_TASK DETAILS_
Render the records below as a JSON list of strings, one string per line, starting with the line that contains "Task: point out the overcast" and going on through the line that contains "[[322, 121]]". Leave out blank lines and the pictures.

_STORED DATA_

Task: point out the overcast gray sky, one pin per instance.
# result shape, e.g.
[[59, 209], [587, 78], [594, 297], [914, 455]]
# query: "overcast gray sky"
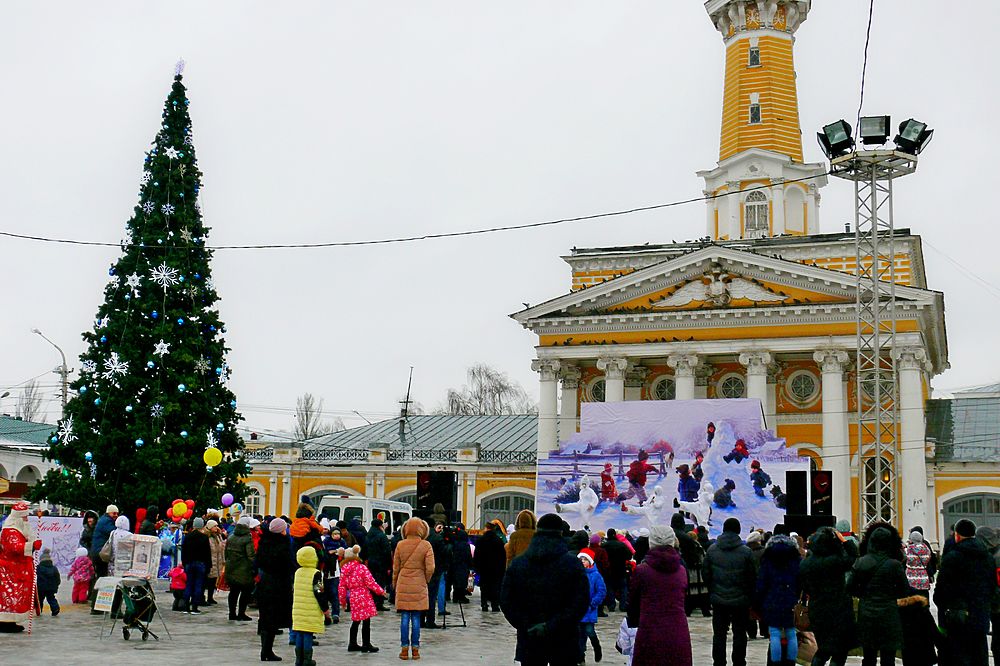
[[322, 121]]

--

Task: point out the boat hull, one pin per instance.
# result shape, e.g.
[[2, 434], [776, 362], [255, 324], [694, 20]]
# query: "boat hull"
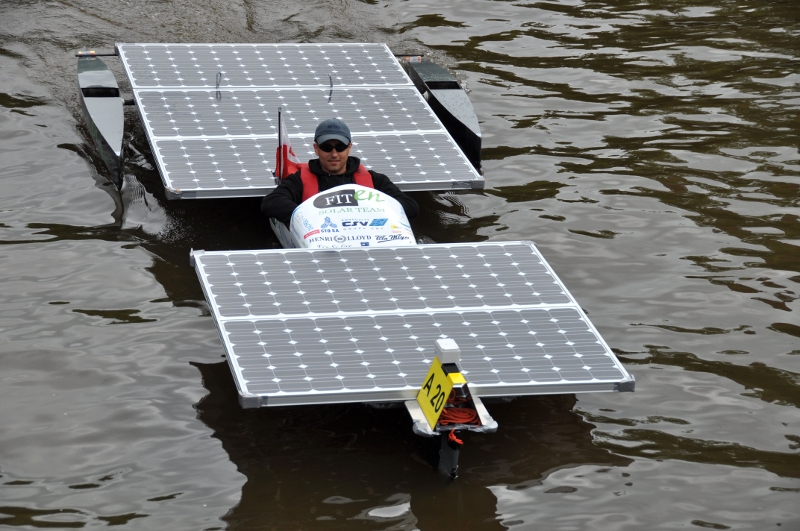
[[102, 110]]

_TASK RESULT_
[
  "Task: point out the overcast gray sky, one pin per instance.",
  "# result shape, e.g.",
  "[[59, 209], [587, 78], [594, 297], [914, 455]]",
  "# query: \"overcast gray sky\"",
  "[[322, 121]]"
]